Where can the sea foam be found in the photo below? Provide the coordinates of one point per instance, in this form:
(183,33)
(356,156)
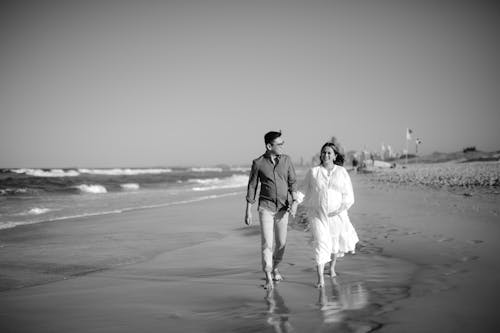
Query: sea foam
(220,183)
(206,169)
(95,189)
(124,172)
(130,186)
(49,173)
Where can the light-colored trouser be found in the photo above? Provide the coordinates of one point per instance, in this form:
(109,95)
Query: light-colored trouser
(273,229)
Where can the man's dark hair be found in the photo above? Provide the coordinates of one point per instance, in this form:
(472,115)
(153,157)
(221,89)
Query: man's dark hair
(271,136)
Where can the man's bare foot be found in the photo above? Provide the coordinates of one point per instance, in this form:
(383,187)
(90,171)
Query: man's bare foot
(269,285)
(269,281)
(277,275)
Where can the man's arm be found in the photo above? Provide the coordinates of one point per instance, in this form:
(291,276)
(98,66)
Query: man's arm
(253,182)
(292,188)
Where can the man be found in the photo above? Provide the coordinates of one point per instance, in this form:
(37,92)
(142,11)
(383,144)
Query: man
(277,198)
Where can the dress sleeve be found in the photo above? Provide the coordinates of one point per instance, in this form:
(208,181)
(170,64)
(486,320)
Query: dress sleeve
(347,192)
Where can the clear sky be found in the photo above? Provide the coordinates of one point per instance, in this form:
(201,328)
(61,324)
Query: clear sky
(164,83)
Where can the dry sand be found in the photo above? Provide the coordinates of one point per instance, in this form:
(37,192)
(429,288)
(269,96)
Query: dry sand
(426,263)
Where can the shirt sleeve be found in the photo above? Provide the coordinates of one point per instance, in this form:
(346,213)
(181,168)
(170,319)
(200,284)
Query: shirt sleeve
(292,180)
(253,181)
(347,192)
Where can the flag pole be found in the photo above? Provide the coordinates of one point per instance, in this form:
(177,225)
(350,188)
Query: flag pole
(406,152)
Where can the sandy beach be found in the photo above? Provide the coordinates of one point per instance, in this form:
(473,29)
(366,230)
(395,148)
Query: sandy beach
(426,263)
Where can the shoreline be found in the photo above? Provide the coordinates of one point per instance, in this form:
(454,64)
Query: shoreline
(418,248)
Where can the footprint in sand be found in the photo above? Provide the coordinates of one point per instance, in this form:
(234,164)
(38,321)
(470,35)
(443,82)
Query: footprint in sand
(445,239)
(469,258)
(475,241)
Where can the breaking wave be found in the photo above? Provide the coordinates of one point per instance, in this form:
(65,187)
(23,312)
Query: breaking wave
(220,183)
(94,189)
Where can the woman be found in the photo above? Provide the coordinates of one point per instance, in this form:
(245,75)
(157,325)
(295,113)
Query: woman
(328,195)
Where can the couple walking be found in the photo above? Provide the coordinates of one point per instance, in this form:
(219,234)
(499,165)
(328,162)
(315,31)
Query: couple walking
(326,193)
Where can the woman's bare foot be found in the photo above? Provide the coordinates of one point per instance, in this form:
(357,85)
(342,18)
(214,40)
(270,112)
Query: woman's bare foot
(277,275)
(269,285)
(269,281)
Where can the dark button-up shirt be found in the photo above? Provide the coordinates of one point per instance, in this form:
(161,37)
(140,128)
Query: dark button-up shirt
(277,182)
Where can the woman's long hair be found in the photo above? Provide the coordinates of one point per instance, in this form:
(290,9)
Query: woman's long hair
(339,159)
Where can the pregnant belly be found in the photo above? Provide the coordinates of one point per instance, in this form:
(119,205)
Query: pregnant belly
(334,200)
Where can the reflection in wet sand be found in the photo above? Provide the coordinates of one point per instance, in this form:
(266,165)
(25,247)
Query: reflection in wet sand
(348,296)
(278,312)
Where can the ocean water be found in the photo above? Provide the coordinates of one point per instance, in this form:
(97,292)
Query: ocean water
(38,195)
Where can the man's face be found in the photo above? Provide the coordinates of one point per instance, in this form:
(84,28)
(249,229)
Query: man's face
(277,146)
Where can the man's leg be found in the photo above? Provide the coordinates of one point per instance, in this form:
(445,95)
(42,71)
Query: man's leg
(281,225)
(266,236)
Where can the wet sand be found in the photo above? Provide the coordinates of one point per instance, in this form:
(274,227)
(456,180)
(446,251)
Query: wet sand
(426,263)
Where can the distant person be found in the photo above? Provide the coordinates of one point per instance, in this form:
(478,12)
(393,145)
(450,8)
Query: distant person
(277,199)
(328,194)
(354,163)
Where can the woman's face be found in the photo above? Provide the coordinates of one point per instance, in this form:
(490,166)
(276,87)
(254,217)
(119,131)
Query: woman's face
(328,155)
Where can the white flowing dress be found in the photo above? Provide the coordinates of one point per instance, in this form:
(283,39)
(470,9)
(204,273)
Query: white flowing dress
(324,192)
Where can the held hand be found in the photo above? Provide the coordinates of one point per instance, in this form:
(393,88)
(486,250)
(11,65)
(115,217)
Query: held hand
(293,209)
(248,218)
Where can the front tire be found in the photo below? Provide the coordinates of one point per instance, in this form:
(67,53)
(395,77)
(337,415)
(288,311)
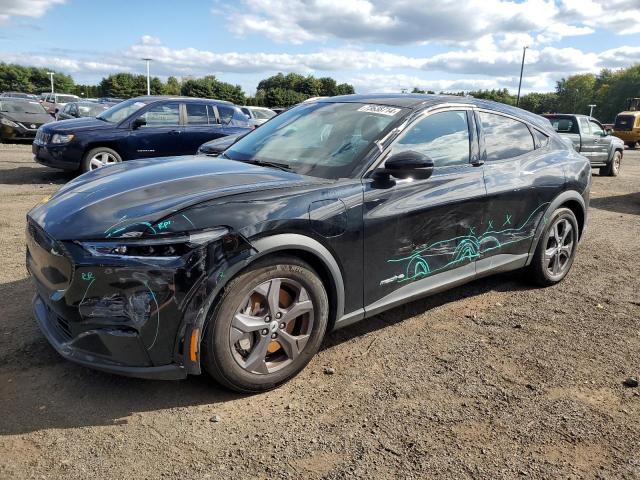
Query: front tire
(99,157)
(613,168)
(556,249)
(267,325)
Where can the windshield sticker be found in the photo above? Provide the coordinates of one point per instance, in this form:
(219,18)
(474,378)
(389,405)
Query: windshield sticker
(381,109)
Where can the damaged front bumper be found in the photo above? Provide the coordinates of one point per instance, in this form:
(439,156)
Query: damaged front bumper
(113,344)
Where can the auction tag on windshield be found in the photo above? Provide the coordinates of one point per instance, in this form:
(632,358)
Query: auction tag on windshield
(381,109)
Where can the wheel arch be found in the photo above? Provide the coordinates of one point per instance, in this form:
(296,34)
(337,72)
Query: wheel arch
(570,199)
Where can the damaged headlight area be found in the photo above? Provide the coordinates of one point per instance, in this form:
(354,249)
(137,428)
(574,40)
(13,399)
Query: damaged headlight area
(168,247)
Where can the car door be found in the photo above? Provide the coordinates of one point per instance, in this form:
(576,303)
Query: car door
(521,178)
(601,144)
(420,234)
(201,126)
(160,135)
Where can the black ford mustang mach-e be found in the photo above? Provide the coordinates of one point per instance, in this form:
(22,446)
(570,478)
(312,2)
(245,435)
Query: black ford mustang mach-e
(328,214)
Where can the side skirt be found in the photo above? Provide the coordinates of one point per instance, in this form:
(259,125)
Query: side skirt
(435,284)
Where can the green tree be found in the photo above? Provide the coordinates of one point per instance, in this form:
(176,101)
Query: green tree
(127,85)
(172,87)
(575,93)
(540,102)
(211,87)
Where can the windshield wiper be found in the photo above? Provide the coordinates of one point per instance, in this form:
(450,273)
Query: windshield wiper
(264,163)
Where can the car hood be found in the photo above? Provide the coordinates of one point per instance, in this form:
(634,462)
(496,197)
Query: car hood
(140,192)
(76,125)
(27,119)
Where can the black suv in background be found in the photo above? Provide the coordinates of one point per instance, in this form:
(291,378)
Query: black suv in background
(141,127)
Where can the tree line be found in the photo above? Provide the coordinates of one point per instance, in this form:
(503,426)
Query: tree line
(608,89)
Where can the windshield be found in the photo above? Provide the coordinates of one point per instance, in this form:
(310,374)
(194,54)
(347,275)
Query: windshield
(263,114)
(119,112)
(324,140)
(21,106)
(66,98)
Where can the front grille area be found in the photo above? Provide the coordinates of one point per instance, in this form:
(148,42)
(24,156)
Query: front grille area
(624,122)
(42,137)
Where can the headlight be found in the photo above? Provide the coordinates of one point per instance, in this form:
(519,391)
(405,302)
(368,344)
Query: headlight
(164,248)
(8,123)
(59,138)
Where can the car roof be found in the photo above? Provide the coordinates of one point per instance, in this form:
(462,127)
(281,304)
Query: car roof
(419,101)
(152,98)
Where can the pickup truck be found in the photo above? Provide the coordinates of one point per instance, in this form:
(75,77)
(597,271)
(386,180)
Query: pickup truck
(590,138)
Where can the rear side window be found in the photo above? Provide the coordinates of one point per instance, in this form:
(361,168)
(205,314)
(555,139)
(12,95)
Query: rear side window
(163,115)
(226,114)
(443,137)
(198,114)
(504,137)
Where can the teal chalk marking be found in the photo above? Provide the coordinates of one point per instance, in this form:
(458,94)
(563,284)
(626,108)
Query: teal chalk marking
(188,220)
(469,247)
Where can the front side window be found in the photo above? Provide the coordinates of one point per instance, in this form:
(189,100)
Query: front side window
(122,110)
(596,129)
(443,137)
(325,140)
(504,137)
(197,114)
(164,115)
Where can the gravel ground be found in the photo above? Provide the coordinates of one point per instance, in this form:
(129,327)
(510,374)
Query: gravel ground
(490,380)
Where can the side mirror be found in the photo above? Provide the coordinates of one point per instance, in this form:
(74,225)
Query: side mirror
(138,122)
(408,164)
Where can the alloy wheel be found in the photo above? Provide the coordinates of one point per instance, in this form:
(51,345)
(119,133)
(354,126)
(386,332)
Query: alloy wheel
(272,326)
(559,248)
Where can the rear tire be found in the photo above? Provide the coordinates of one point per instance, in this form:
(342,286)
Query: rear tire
(556,249)
(613,167)
(253,340)
(99,157)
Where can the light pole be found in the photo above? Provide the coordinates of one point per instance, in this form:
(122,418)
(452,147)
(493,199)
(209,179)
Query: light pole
(148,78)
(524,52)
(51,74)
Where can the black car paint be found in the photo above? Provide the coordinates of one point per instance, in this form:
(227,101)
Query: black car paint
(355,232)
(128,141)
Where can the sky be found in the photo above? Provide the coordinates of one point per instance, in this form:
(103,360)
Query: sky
(375,45)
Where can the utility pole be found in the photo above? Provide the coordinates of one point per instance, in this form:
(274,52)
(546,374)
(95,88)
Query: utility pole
(524,52)
(148,78)
(51,74)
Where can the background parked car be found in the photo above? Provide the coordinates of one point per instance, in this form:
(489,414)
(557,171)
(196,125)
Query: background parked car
(20,119)
(591,139)
(26,96)
(258,115)
(82,109)
(53,101)
(141,127)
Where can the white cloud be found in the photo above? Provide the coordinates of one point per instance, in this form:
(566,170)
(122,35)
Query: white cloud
(445,21)
(25,8)
(496,65)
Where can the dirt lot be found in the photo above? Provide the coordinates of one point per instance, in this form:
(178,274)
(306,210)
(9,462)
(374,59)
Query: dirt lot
(490,380)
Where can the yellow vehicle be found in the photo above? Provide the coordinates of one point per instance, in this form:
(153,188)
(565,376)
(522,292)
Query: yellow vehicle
(627,126)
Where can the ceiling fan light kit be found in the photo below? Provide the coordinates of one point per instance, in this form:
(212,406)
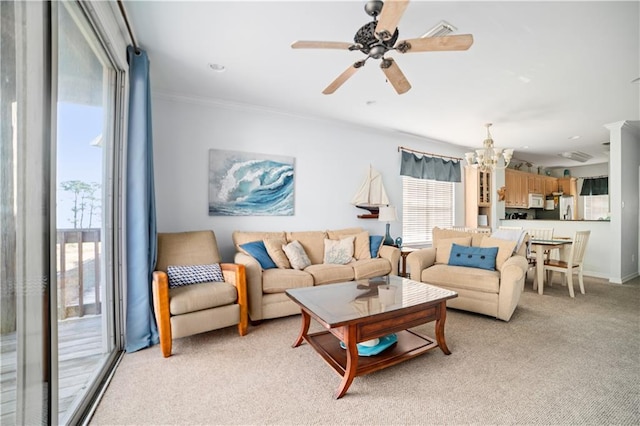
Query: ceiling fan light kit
(376,38)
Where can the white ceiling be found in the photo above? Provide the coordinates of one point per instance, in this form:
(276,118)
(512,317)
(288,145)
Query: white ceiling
(541,72)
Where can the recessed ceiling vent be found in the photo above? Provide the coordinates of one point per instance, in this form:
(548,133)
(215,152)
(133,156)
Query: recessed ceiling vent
(442,29)
(576,156)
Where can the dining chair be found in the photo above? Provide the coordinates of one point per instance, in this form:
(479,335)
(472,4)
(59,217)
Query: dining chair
(516,228)
(538,234)
(573,262)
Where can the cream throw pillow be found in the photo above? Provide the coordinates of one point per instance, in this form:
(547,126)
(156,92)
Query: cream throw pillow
(297,256)
(274,248)
(361,249)
(338,252)
(505,249)
(443,247)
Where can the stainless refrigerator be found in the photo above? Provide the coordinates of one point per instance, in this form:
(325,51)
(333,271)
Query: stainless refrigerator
(564,209)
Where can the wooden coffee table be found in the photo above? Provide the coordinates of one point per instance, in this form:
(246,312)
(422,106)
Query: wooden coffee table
(356,311)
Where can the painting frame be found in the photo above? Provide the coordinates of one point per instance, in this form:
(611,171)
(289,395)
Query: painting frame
(250,184)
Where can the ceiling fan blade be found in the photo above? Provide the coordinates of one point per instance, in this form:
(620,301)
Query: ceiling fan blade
(428,44)
(335,84)
(305,44)
(392,11)
(395,76)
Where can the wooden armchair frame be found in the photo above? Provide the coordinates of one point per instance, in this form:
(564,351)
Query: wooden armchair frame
(233,273)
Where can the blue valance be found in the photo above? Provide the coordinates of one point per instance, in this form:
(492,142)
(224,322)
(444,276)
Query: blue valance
(595,186)
(432,168)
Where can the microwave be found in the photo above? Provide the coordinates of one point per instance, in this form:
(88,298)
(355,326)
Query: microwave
(536,201)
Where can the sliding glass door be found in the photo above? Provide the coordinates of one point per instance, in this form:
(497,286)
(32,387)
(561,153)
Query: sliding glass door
(85,94)
(60,99)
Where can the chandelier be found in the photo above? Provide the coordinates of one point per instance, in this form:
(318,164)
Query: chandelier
(488,158)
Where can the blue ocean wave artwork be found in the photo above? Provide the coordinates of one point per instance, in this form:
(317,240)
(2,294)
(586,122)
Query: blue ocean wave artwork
(247,184)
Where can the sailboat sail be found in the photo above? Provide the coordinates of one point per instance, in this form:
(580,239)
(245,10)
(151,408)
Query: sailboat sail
(371,193)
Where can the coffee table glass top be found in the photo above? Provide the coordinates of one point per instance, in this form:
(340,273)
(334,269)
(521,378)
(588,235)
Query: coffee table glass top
(337,303)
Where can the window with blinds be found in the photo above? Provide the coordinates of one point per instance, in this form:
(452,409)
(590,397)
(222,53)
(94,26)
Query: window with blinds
(425,204)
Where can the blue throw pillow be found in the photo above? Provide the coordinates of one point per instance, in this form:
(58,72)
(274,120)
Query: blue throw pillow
(473,257)
(259,252)
(375,242)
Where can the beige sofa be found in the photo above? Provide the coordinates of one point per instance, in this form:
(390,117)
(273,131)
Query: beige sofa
(495,293)
(266,288)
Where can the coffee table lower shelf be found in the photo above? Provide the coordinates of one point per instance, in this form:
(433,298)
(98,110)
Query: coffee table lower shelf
(410,344)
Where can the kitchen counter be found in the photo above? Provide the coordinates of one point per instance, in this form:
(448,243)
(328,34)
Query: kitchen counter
(552,220)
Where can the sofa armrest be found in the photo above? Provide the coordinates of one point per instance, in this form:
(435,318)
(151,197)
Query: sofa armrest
(512,276)
(392,254)
(235,274)
(160,291)
(419,260)
(253,273)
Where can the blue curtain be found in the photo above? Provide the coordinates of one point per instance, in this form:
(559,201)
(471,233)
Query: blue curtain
(595,186)
(141,233)
(432,168)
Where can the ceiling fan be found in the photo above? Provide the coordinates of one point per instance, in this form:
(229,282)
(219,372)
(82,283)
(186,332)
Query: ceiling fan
(378,37)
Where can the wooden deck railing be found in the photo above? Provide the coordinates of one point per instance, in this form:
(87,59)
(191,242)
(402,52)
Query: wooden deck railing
(79,259)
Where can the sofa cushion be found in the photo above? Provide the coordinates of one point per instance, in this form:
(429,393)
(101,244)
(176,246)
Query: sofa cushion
(258,251)
(278,280)
(338,252)
(274,248)
(329,273)
(242,237)
(375,242)
(313,243)
(505,249)
(297,255)
(180,275)
(474,257)
(361,249)
(475,279)
(197,297)
(367,268)
(443,247)
(439,233)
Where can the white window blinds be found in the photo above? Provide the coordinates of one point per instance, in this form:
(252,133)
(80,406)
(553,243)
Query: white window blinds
(425,204)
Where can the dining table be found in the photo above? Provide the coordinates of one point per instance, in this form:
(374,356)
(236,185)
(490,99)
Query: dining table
(544,246)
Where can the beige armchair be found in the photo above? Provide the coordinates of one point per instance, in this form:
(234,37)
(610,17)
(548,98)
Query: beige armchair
(489,292)
(196,308)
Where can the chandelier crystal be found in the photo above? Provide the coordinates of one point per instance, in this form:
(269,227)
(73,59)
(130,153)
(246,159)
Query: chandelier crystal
(488,158)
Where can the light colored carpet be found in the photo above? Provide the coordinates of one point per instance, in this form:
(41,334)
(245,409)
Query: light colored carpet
(558,361)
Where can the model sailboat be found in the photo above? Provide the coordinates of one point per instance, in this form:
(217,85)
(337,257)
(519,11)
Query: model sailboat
(371,195)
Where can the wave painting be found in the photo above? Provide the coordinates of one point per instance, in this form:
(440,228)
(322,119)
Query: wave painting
(248,184)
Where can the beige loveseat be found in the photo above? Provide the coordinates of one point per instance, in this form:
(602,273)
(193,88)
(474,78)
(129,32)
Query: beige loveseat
(495,293)
(266,288)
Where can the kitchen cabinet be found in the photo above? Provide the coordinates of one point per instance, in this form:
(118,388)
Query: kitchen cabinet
(477,196)
(517,189)
(569,186)
(535,184)
(550,185)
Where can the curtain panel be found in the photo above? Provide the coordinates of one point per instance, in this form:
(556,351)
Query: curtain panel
(141,232)
(595,186)
(432,168)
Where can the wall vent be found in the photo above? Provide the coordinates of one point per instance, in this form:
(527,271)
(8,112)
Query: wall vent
(442,29)
(576,156)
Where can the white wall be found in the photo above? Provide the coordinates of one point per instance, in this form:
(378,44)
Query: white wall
(331,160)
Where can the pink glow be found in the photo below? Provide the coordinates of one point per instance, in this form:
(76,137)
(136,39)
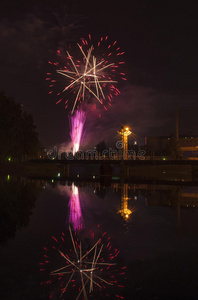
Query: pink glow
(75,214)
(77,121)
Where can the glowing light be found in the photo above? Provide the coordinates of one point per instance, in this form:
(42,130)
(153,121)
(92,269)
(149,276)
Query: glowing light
(83,271)
(91,72)
(75,214)
(77,122)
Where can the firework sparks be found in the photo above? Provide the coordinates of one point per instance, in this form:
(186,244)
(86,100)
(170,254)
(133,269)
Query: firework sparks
(77,121)
(75,214)
(93,75)
(85,268)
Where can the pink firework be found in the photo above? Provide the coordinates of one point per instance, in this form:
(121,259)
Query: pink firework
(82,268)
(89,71)
(75,214)
(77,121)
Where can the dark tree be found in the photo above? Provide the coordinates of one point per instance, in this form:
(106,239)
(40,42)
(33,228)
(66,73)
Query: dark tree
(18,136)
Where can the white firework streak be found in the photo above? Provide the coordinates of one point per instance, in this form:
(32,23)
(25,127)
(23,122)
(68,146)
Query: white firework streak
(88,78)
(79,265)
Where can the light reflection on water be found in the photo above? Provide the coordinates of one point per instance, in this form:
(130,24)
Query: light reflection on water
(153,226)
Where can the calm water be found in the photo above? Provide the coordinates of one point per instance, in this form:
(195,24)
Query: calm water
(154,227)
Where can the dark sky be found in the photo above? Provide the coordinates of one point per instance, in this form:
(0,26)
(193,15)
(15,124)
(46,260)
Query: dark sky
(160,43)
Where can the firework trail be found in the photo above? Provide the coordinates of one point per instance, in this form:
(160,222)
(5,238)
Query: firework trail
(77,121)
(75,214)
(86,270)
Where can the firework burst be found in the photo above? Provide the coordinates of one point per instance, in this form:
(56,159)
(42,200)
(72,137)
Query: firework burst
(91,74)
(87,270)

────────────────

What is required: Begin at the line containing "Where can the light reflection" and reproduce each line through the end of the records above.

Task response:
Where can the light reflection on water be found in the photo above? Provide the coordinates of one point per instance, in this form:
(130,24)
Query: light reflection on water
(153,226)
Where can the calm water be found in the photo above? Provide the coordinates of one point per instance, in this form:
(195,24)
Query: calm water
(154,227)
Where can the dark sky be found in the photo above? Provide the coordinates of one point per instance, in this form:
(0,26)
(193,15)
(15,124)
(46,260)
Query: dark sky
(160,43)
Where can the firework trail be found in the photo above? Provide the coordinates of one point per instance, in this form:
(160,222)
(5,238)
Query: firework trail
(77,121)
(75,214)
(86,270)
Where can the firework burst be found in the photo above? Provide the coordinates of one point per instance, in this form:
(56,159)
(42,200)
(72,137)
Query: firework burst
(91,74)
(87,270)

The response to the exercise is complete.